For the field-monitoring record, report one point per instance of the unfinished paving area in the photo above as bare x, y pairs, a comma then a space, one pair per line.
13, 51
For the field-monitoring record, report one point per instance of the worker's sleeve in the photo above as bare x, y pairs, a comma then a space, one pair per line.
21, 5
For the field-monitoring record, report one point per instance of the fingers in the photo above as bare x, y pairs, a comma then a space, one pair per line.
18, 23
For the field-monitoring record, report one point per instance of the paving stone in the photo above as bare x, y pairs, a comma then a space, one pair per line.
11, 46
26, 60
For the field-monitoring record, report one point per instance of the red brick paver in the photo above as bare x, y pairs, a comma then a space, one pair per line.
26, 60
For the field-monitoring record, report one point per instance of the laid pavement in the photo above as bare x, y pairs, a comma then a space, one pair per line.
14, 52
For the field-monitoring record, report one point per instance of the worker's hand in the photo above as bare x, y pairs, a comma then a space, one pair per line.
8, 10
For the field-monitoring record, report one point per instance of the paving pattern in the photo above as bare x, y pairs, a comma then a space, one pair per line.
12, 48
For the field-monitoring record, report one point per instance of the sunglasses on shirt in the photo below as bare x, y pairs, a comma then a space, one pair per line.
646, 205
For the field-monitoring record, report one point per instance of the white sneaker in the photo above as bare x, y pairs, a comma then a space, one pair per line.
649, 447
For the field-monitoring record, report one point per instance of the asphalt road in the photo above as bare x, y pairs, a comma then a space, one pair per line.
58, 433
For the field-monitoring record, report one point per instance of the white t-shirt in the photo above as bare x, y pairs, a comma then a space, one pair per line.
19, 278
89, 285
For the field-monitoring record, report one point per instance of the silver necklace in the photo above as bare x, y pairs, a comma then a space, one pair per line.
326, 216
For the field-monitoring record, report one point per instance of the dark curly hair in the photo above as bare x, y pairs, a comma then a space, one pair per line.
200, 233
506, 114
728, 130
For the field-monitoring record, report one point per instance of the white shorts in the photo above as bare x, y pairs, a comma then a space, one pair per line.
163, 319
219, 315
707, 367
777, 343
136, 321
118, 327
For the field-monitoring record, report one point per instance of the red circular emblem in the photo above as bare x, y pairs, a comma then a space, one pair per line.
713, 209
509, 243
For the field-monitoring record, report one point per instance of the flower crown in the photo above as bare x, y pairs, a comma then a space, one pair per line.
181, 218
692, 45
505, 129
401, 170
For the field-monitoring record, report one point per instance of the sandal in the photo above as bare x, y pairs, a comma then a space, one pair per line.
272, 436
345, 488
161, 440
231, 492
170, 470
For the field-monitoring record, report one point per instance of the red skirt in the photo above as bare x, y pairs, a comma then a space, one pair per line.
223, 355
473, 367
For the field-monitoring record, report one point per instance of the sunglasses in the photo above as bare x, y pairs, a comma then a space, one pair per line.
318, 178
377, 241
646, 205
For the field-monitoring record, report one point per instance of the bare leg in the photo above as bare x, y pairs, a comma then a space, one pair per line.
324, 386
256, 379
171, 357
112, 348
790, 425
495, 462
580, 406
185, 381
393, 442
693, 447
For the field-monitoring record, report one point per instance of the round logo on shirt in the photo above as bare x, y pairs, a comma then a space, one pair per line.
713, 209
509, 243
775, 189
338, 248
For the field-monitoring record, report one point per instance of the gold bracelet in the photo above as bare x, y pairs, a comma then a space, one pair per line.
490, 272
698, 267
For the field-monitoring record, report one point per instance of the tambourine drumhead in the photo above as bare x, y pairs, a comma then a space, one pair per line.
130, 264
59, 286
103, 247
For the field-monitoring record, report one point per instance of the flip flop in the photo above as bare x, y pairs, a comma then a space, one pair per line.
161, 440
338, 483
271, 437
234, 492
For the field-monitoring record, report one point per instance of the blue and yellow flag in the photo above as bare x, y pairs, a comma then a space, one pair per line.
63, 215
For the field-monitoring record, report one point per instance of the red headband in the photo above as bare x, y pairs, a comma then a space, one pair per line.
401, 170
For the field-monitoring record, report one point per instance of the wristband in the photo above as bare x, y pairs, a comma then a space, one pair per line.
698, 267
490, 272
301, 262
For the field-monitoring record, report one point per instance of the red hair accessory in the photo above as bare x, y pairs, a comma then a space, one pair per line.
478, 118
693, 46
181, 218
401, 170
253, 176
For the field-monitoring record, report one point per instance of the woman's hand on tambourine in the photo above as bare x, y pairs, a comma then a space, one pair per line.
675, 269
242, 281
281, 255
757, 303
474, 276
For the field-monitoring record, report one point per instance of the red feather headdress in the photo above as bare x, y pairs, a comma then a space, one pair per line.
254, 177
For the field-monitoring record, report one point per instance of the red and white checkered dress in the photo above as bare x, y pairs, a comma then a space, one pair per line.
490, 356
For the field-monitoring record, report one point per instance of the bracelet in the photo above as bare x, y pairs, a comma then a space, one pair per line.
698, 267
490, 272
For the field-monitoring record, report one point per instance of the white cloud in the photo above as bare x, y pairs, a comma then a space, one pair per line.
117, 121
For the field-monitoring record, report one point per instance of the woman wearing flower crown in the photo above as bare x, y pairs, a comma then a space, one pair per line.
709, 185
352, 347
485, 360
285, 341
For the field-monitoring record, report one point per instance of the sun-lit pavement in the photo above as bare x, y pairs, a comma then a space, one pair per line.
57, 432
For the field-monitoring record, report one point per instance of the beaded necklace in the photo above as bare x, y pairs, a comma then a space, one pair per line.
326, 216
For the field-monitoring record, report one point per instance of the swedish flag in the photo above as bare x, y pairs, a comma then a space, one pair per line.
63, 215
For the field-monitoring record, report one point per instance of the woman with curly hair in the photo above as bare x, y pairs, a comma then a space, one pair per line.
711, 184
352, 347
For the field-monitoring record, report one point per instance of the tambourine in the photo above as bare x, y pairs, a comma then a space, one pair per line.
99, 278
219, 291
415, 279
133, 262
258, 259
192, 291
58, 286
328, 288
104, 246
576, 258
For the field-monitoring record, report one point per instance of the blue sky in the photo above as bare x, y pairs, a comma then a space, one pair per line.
▬▬▬▬▬▬
Each record must be returned exactly as it is written.

### Task answer
For the field-monitoring record, report one point per instance of the unfinished paving area in the photo above as bare x, y pairs, a comma then a space, one pair per line.
13, 51
For the field-monitoring record, report one point per instance of the worker's sleeve in the photo above as bare x, y pairs, a comma then a space, one pair per line.
21, 5
For the field-monitoring record, report one point per instance of the fingers in the photo above as bare x, y pairs, a comma then a space, one pair per line.
18, 23
For the field-monitoring record, report one point per instance of the paving stone in the photo above as bare x, y pairs, a comma then a space, one pair per line.
11, 46
26, 60
For the field-monitoring record, report one point per instance of the red brick paver in the photo above as bare x, y pairs, a comma then a space, one pair per line.
26, 60
For the field-monitoring record, report one point per instance of the laid pavement in the photo above as bare x, y pairs, a comma then a space, one pair per line.
14, 52
For the field-monitoring record, report one point per instance of the worker's hand in the photo above as bare x, y pairs, a comma then a space, one pair per line.
8, 10
For the field-monitoring record, report one point per instance of the paving pattern in the photo above as bare x, y pairs, a comma then a space, one pair per line.
12, 48
For the field-monitoring record, report one point per instance of the sunglasses on shirt in the photo below as bare x, y pairs, a comma then a space, one pair per line.
646, 205
For the field-monitoring record, report one point per instance of the white sneaker in the photo above as bare x, y pairs, a comma then a space, one pair per line.
649, 447
For the field-monitoring record, report one point per instance of the asphalt road in the photo above as bare x, y pairs, a comma then a space, one pair per line.
58, 433
For the field-monitoring record, report one point per instance of the white t-shirt in the photo above as bare x, y pairs, a comma then a space, one pair per line.
19, 278
89, 285
For the field-monitoring record, report one point per instance of the silver necklace in the photo above as bare x, y pairs, a comma then a space, one pair per line.
326, 216
For the field-monitoring record, report one point per instance of the dark curly hair in the photo above as bare x, y pairs, a comma then a space, one pair per line.
200, 233
506, 114
728, 130
For the field-monitoring record, report one point per instance of the white shorts in the photo above as bare x, y pairs, a comma then a space, one pair per line.
163, 319
219, 315
707, 367
777, 343
136, 321
118, 327
For the field-monitoring record, report one point per instance of the red circular emblem in the photo above as bare x, y pairs, a comma then a space, one pair per line.
713, 209
509, 243
For the field-monitoring record, report one point per instance of the flower crown in the photo above as bare x, y pairs, a comma then a space, one pair per line.
181, 218
692, 45
505, 129
401, 170
For the field-monitoring record, report one point per instance of the sandal in the photo above as bare x, y pairs, a comma then a space, one pair per line.
272, 436
345, 488
161, 440
231, 492
170, 470
For the field-monitoring record, report one point per instance of the red skirt in the photo above as bare x, y pairs, a comma then a space, one pair per line.
223, 355
473, 367
For the field-monitoring record, report one point per instance of the sunglasses in the photo above as bare x, y pairs, a comma then a space, one pair per line.
318, 178
377, 241
646, 205
For the field-monitoring record, report one point per instance of the bare leg in the photo above as bare x, y pairs, a comma then a space, one pair per line.
324, 386
256, 379
171, 357
112, 348
790, 425
495, 462
580, 406
185, 381
393, 442
693, 447
For the field-monitoring record, report one point per instance of the round logo on shirt in the photo above as bare x, y pairs, a comma then a space, one pair per line.
713, 209
509, 243
775, 189
338, 248
For the field-monitoring record, report one point per instance of the gold bracelet in the photo above as bare x, y pairs, a comma then a space, one pair per line.
490, 272
698, 267
For the field-monitoring record, report one point per instance of the tambourine drumhead in the photo above as bare x, y pairs, a comma then a space, one pair per line.
130, 264
59, 286
103, 247
For the field-monitoring record, report one point per instance of the flip flop in the photo above as bare x, y pairs, a comma then a space, one pair per line.
161, 440
338, 483
271, 437
234, 492
For the field-monitoring record, report one point per instance of the blue and yellow flag in the photo above as bare x, y pairs, a comma then a space, one pair per line.
63, 215
For the field-monitoring record, report one point per instance of the red headband in the photo above as bare x, y pairs, a comma then a space, one pair per line.
401, 170
For the field-monitoring record, report one point per instance of the wristband in the photo above as bare x, y pairs, a comma then a space, one pair per line.
698, 267
490, 272
301, 262
For the field-monitoring record, report one point per instance of the red hair accessory in the photo above as bare x, y pairs, a comma then a space, one pair per line.
478, 118
693, 46
181, 218
401, 170
253, 176
For the field-monitoring record, report one point per instance of the woman's hand on tambourine in the photo above as bare x, y pairs, a comma then a space, one pair per line.
675, 269
242, 281
281, 255
757, 303
474, 276
For the field-monitoring record, report one point per instance of the red feather headdress in the photo above as bare x, y pairs, a comma then a space, one pair per line.
254, 177
For the field-monitoring record, report one point per instance of the red and white checkered dress in the photo above as bare x, y pairs, a comma then a space, one pair per line.
490, 356
For the field-monitoring record, report one point per instance of the bracelet in the photo above as bare x, y pairs, a comma then a space, one pair per line.
698, 267
490, 272
For the field-monitoring record, report one point per instance of the white cloud in the photo above as bare x, y pairs, a comma then a space, one pair per line.
117, 121
For the field-monitoring record, report one point per instance of the woman wearing flower crown in the photo above as bare x, y pairs, a comma then a space, one pair per line.
709, 185
352, 347
485, 360
285, 341
For the field-monitoring record, report one point per instance of the sun-lit pavement in the photo above as bare x, y pairs, a comma then a space, one pair per line.
57, 432
For the field-monitoring record, report one point per instance of the beaded necklace in the photo above as bare x, y pairs, a comma then a space, one pair per line.
326, 216
For the field-monitoring record, report one point per instance of the swedish flag in the photo above as bare x, y pairs, a comma then a space, one pair per line.
63, 215
For the field-monitoring record, report one point per instance of the woman with curly hair in the photo above as bare x, y pairs, a comma then a space, one pair per line.
711, 184
352, 347
For the field-monitoring record, report one point per instance of the tambourine in the photo above as bare x, y pairs, a comma then a space, one pair per line.
99, 278
219, 291
415, 279
133, 262
258, 259
192, 291
58, 286
328, 288
104, 246
576, 258
For the field-monitoring record, report one point per instance of the blue sky in the photo above as bare x, y pairs, a comma then a space, one pair per line.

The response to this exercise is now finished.